After arguments parsing, it continues with buildForest method call as shown below, it instantiates either InMemoryBuilder or PartialBuilder MapReduce job and then runs it to build the random forest (DecisionForest).

DecisionForest forest = forestBuilder.build(nbTrees);


private void buildForest() throws IOException, ClassNotFoundException, InterruptedException {
    // make sure the output path does not exist
    FileSystem ofs = outputPath.getFileSystem(getConf());
    if (ofs.exists(outputPath)) {
      log.error("Output path already exists");
      return;
    }

    DecisionTreeBuilder treeBuilder = new DecisionTreeBuilder();
    if (m != null) {
      treeBuilder.setM(m);
    }
    treeBuilder.setComplemented(complemented);
    if (minSplitNum != null) {
      treeBuilder.setMinSplitNum(minSplitNum);
    }
    if (minVarianceProportion != null) {
      treeBuilder.setMinVarianceProportion(minVarianceProportion);
    }
    
    Builder forestBuilder;
    
    if (isPartial) {
      log.info("Partial Mapred implementation");
      forestBuilder = new PartialBuilder(treeBuilder, dataPath, datasetPath, seed, getConf());
    } else {
      log.info("InMem Mapred implementation");
      forestBuilder = new InMemBuilder(treeBuilder, dataPath, datasetPath, seed, getConf());
    }

    forestBuilder.setOutputDirName(outputPath.getName());
    
    log.info("Building the forest...");
    long time = System.currentTimeMillis();
    
    DecisionForest forest = forestBuilder.build(nbTrees);
    if (forest == null) {
      return;
    }
    
    time = System.currentTimeMillis() - time;
    log.info("Build Time: {}", DFUtils.elapsedTime(time));
    log.info("Forest num Nodes: {}", forest.nbNodes());
    log.info("Forest mean num Nodes: {}", forest.meanNbNodes());
    log.info("Forest mean max Depth: {}", forest.meanMaxDepth());

    // store the decision forest in the output path
    Path forestPath = new Path(outputPath, "forest.seq");
    log.info("Storing the forest in: {}", forestPath);
    DFUtils.storeWritable(getConf(), forestPath, forest);
  }

Both InMemoryBuilder and PartialBuilder extend the abstract Builder class. The abstract class has the following required abstract methods to be implemented by any subclass.

protected abstract void configureJob(Job job) throws IOException;
 
protected abstract DecisionForest parseOutput(Job job) throws IOException;

Next, we will look inside PartialBuilder, the MapReduce implementation of Random Forest job. It uses Step1Mapper as the Mapper implementation and does not have any reducer.

In each mapper task, it reads and converts each line of inputs into a dense vector and stores these vectors in an array list during the map phase.

At the end of the map phase, the mapper task starts to build a subset of trees using the input array list of vectors and then writes the these trees to the disk as the custom MapredOutput writables.
■ ■ ■
▶ [SHORT EXERCISE A] Summarize the random forest text in two sentences.
The random forest text and the records have nothing to do with each other.

▶ [DATA LINES]
■ ■ ■
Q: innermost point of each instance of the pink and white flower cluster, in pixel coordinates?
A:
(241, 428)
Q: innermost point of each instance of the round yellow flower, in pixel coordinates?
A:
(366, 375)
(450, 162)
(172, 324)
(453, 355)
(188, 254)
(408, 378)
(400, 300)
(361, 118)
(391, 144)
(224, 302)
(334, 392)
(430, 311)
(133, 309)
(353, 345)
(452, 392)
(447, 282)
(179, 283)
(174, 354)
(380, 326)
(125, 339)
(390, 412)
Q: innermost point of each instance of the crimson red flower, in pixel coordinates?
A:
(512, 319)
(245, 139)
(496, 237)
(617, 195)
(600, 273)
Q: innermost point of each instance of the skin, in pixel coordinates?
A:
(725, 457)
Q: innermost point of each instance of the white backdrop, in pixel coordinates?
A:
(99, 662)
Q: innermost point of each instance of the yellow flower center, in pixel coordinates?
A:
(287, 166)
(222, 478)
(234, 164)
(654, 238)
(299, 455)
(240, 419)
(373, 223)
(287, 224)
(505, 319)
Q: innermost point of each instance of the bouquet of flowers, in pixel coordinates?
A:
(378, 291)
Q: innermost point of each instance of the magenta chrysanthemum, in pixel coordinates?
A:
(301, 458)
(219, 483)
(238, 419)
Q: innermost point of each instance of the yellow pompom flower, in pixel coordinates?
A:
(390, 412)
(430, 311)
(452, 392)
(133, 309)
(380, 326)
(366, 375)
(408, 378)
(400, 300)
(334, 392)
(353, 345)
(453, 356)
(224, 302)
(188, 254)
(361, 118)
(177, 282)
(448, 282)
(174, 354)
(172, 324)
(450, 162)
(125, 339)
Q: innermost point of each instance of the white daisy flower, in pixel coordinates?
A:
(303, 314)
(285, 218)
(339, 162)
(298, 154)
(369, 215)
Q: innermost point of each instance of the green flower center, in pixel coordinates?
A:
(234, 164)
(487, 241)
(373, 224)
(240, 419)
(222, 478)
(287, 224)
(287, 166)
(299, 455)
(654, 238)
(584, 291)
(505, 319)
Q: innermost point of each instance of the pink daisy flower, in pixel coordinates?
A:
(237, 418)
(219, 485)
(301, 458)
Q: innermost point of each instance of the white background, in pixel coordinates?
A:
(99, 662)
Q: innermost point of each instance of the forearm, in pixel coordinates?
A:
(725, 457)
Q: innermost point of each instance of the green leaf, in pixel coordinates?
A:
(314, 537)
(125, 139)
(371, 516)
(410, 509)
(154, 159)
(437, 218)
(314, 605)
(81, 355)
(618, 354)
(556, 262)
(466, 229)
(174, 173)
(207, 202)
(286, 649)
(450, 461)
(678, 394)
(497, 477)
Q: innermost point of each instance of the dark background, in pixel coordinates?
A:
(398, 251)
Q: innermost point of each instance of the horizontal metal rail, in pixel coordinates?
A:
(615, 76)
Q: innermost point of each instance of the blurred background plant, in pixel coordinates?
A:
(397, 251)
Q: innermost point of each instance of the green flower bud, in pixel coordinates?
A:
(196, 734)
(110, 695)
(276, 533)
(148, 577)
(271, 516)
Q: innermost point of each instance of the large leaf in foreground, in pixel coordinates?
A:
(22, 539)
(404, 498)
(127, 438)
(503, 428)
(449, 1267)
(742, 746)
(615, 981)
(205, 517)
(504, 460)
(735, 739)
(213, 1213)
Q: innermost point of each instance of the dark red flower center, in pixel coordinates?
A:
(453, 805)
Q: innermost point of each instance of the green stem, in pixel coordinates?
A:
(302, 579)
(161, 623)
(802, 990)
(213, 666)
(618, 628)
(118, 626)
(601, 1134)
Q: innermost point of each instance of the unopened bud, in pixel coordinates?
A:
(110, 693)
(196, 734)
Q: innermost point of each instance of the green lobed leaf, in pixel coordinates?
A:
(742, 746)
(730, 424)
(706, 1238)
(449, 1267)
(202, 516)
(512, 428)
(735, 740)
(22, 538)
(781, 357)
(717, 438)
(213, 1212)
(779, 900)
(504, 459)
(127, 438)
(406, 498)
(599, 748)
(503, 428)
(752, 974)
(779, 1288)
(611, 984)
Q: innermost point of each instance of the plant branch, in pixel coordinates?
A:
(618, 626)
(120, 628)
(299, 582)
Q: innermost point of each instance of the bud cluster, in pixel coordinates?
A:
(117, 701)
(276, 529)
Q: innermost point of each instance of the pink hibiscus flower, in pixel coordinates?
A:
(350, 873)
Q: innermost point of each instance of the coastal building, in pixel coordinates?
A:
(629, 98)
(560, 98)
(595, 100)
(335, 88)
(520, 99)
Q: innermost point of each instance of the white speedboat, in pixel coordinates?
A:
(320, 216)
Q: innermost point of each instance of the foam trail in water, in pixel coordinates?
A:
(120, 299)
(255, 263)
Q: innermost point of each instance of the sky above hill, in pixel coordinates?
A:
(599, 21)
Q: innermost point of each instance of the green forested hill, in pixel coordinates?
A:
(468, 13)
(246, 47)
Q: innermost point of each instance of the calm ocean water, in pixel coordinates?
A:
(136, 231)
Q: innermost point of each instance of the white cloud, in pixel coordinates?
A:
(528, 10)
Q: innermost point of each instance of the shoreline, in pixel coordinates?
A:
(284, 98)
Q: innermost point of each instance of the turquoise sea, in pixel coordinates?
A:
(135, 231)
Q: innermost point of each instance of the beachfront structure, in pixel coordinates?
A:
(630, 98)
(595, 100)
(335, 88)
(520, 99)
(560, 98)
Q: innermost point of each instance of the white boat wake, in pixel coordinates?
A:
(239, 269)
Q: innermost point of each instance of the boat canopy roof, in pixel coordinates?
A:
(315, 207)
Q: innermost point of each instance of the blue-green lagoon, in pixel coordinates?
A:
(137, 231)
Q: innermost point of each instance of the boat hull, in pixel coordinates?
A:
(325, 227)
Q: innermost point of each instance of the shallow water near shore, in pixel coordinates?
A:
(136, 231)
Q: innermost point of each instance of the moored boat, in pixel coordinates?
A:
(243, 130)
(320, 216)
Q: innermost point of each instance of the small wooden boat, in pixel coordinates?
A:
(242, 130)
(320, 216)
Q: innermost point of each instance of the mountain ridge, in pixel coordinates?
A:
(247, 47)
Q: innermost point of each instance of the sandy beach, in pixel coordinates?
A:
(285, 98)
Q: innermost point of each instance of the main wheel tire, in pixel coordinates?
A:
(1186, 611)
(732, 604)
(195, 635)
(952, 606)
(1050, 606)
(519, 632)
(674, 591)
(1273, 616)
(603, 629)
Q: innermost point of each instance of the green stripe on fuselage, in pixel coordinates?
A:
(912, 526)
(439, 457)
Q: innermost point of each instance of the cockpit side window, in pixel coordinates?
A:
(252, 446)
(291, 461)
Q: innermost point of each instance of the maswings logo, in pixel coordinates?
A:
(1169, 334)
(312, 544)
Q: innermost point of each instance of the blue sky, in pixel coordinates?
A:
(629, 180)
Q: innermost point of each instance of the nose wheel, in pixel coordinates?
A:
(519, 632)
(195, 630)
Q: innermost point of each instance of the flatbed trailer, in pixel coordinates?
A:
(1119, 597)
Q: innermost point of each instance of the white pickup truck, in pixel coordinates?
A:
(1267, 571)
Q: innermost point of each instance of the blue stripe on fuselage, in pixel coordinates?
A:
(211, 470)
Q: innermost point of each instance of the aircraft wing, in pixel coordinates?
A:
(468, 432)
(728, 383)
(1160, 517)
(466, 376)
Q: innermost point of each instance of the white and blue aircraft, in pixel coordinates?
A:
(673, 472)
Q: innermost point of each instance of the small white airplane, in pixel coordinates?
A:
■ ■ ■
▶ [SHORT EXERCISE B] Report every line of the records that contains the word "small".

▶ [TASK SOLUTION A] After argument parsing, the buildForest method creates either an InMemoryBuilder or a PartialBuilder MapReduce job and runs it to build a random forest, which it then stores in the output path. Both builders extend the abstract Builder class, and PartialBuilder uses Step1Mapper with no reducer: each mapper converts its input lines into dense vectors, builds a subset of trees from them, and writes those trees to disk.

▶ [TASK SOLUTION B]
Q: innermost point of each instance of the small wooden boat, in pixel coordinates?
Q: innermost point of each instance of the small white airplane, in pixel coordinates?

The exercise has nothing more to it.